▶ [What to produce]: Leave out the pictures and transcribe the rest of the records exactly.
***
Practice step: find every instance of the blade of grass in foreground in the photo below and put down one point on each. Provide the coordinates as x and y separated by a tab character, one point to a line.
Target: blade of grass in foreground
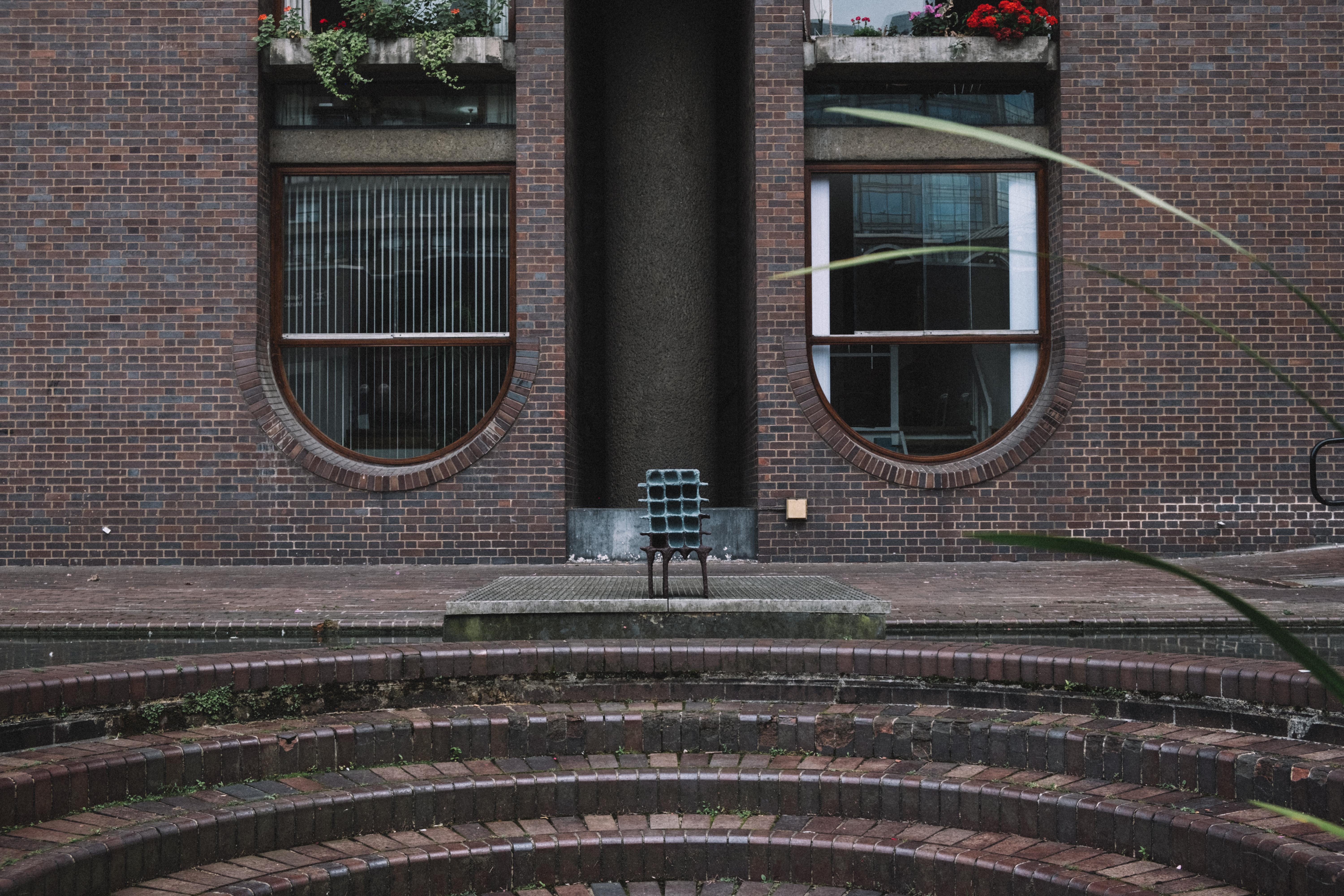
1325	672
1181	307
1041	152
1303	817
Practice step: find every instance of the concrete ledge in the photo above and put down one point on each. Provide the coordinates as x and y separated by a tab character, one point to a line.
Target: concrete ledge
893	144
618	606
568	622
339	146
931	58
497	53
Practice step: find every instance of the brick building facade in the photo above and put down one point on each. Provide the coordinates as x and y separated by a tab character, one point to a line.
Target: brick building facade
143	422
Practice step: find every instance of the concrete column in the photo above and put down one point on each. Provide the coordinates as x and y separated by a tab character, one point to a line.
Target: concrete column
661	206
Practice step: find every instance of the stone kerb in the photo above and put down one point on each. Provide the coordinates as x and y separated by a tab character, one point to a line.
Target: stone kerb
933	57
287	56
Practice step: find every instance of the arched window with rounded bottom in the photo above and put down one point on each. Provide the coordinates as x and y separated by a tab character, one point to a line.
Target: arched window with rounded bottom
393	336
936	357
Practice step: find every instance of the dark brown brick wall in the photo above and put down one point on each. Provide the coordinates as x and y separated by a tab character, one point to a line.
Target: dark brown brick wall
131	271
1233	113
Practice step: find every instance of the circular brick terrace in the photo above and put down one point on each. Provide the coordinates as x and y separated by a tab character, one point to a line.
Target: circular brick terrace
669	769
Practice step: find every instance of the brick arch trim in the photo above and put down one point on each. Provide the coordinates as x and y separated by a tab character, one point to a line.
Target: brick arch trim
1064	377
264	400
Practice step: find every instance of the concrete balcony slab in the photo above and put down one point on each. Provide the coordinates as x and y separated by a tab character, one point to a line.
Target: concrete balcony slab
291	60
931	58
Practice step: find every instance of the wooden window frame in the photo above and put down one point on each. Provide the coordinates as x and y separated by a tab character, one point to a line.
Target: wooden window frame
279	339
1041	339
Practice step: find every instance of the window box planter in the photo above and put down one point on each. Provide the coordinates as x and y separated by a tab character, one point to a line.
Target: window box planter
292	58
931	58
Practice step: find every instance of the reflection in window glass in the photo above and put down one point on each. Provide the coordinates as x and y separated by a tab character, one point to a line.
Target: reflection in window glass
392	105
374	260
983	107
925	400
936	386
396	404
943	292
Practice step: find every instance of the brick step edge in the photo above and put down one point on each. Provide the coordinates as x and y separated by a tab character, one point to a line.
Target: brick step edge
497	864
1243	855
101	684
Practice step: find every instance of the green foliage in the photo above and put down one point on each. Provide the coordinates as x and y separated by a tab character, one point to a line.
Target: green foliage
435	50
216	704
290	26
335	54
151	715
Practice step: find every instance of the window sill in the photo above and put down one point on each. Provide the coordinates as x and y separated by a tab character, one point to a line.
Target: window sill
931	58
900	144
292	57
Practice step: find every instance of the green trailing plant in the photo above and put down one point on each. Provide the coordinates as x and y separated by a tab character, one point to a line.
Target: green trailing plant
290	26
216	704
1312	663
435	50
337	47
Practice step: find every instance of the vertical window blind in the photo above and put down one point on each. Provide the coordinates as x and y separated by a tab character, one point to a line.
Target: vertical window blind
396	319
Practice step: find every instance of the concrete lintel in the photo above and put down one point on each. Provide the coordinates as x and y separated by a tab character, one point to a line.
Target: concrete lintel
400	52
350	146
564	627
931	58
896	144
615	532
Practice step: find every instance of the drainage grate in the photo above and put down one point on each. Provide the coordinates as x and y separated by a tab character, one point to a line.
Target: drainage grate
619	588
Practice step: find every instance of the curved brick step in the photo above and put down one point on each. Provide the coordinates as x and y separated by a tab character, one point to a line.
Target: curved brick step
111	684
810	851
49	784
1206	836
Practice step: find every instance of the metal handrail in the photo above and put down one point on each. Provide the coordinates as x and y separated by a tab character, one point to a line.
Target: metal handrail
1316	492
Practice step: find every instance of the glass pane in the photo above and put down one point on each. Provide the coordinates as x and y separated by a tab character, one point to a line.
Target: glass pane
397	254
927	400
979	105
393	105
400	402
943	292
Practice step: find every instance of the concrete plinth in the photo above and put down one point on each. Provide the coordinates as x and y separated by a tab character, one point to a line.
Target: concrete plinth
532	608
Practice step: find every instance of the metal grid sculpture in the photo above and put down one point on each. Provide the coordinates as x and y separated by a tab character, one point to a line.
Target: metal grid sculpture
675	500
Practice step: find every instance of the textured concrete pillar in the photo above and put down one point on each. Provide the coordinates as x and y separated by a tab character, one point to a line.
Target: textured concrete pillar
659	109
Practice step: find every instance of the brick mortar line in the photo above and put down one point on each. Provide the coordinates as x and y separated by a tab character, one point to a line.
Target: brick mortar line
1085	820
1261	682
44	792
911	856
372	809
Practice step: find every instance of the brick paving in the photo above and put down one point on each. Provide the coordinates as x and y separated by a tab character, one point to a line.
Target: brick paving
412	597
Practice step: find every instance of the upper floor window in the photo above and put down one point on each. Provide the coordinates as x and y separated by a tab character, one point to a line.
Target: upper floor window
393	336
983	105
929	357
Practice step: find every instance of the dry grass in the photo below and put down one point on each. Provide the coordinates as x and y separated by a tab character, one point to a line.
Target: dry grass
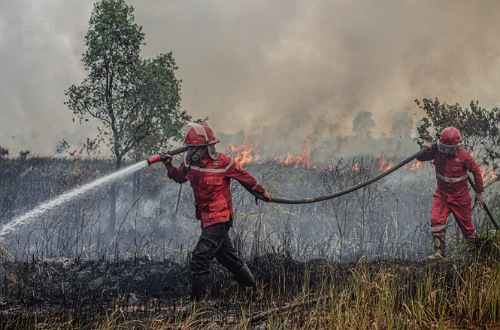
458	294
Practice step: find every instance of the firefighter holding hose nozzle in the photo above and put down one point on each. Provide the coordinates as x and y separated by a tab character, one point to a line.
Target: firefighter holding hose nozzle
***
▶ [Problem solution]:
Practice step: find every instance of the blade of grass in foreground in the photo below and put down one point on each. Provide the coordinates as x and y separated by a tab character, one point to a line.
Target: blade of grass in foreground
1325	672
1181	307
1041	152
1303	817
Practice step: find every instance of the concrete ledge in the photo above and put down one point on each. Provide the coordinates as x and y separated by a tab character, one point to a line.
Target: concrete ledge
893	144
618	606
568	622
339	146
931	58
497	53
Practice step: find every instance of the brick building facade in the photo above and put down one point on each. Provide the coordinates as x and y separated by a tab character, one point to a line.
Target: brick building facade
143	422
Practice step: find every instance of the concrete column in the photo above and put down one point on each. Provide the coordinates as x and y separated by a tab character, one point to a line.
Target: concrete column
661	206
Practice step: find every instance of the stone kerb in the photo above and put down one point on each. Provide the coordinates as x and y separated by a tab character, one point to a line.
Target: stone kerb
933	57
287	56
Practice step: find every instance of the arched window with rounded bottom in the photo above and put down one point on each. Provide the coordinates as x and y separated by a tab character, one point to a line.
Target: arched window with rounded bottom
393	336
936	357
Practice step: find every instance of the dark brown brick wall in the photo above and put down one point on each. Provide the coordinates as x and y separated by a tab character, one point to a line.
Target: dark brown brick wall
131	271
1233	113
Practice step: find every instance of the circular brick terrace in the photo above and put down one point on each. Provide the coordinates as x and y separated by a tab character, one point to a line.
Target: circular brick terrace
669	769
Practice step: find every instance of the brick arch trim in the photo above and put down one point on each. Provide the coordinates as x and y separated by a tab character, one point to a line.
Target: brick arch trim
1064	377
264	400
Practice step: find every instance of the concrete balcony slab in the photo above and put down one point on each. Provide the coordinates as x and y separated by a tab character, one point to a line.
Target: concrete balcony slab
291	60
931	58
Practice step: find every instance of the wooden window frame in the photo above and put down one point on each. Provide the coordinates as x and y separated by a tab character, one point to a line.
Target: wooden window frame
279	339
1041	339
Practice step: find every instance of the window box planter in the photo above and put down one point on each. Provide the coordinates as x and y separated by a tab character, one point to a line.
Target: window box planter
292	58
931	58
Practice step: find every instance of the reflection in window glass in the photo above and put down one point on each. Provide the coordinates as x and y separated by a tab character, one point to a line.
Target: reflection in window glass
392	105
374	260
983	107
925	400
936	386
396	404
943	292
Practice step: find every instance of the brick step edge in the photo above and put down one point on each. Provide the coordinates as x and y separated by a tab character, one point to a line.
Target: brick step edge
497	864
1243	855
101	684
Practice step: find every instance of the green foliage in the photo above and put down one point on each. Provide the coordinates as x and y separated by a tab character, one point to a line.
Target: green foliage
435	50
216	704
290	26
335	54
151	715
Practice step: find every instance of the window sill in the photo above and put down one point on each. Provide the coordinates as x and y separated by a tab character, one point to a line.
Target: window sill
931	58
900	144
292	57
Practice step: find every instance of the green trailing plant in the photo above and put down one point on each. Provide the coordinates as x and y separated by a tab character, one point to a line.
Target: green trailing plant
290	26
216	704
1312	663
435	50
337	47
Practice step: find every instance of the vertical window blind in the photo above and put down one point on each. Provide the coordinates as x and y separated by a tab character, one point to a line.
Target: vertical window blind
396	319
Practice step: find every instance of the concrete lintel in the photo above and put down one point on each. Provide the coordinates as x and y separated by a tab character, one point to a line.
Target: concrete lintel
400	52
350	146
564	627
931	58
896	144
615	532
Practice step: find every instance of the drainage grate in the photo above and put down one point on each. Provide the coordinates as x and y separated by a tab character, one point to a line.
Target: drainage grate
619	588
Practice step: find every instance of the curved brick step in the photo above and put down one point on each. Provide the coordinates as x and y separated by a tab character, one point to a line.
Target: curved brick step
111	684
810	851
49	784
1206	836
Practice step: find every instance of the metal handrail in the photo above and put down one point on each. Provide the coordinates as x and y separated by a tab character, one point to a line.
Target: metal handrail
1316	492
Practice step: find every instance of the glass pane in the photo above and put down one point on each. Provide the coordinates as x and y separated by a tab character, one point to a line.
Target: glass pane
397	254
927	400
979	105
393	105
400	402
943	292
Practice step: find every instance of the concrete plinth in the photo above and put down one point on each. Provide the coordinates as x and y separated by a tab character, one point to a line.
Target: concrete plinth
532	608
Practice step: find every instance of the metal grid sculpture in the photo above and put down one point on each. Provide the coordinates as x and y separated by a tab character, one point to a line.
Target: metal grid sculpture
675	500
Practice step: find every instance of the textured concrete pillar in the photo above and put down one point on each. Provide the coordinates as x and y separated by a tab character, one point to a line.
Target: textured concrete pillar
659	109
Practice step: find every instance of the brick mortar line in the photo above and put down one point on each. Provide the coordinates as x and y separated by a tab character, one point to a line.
Target: brick mortar line
1085	820
1261	682
44	792
911	856
372	809
Practice step: find every instance of the brick paving in the photo above and put down one point on each. Provide the coordinates as x and y separated by a tab character, one point to a line.
Target: brick paving
412	597
Practice step: find every instance of the upper floor window in the photo above and put down one point on each. Provide the coordinates as x and y separated by a tab character, one point to a line.
Target: upper floor window
393	336
983	105
929	357
Practice step: find every instance of the dry grass in the photo below and put down one point on each. Provide the coordinates as x and y separated by a tab character, one point to a line.
Target: dry grass
458	294
Practice step: find every instance of the firefighter holding hose nozzle in the photo above and put down one point on each. Provide the coordinates as x and y separated by a tab character, one point to a line.
Target: firefighter holding hose nozzle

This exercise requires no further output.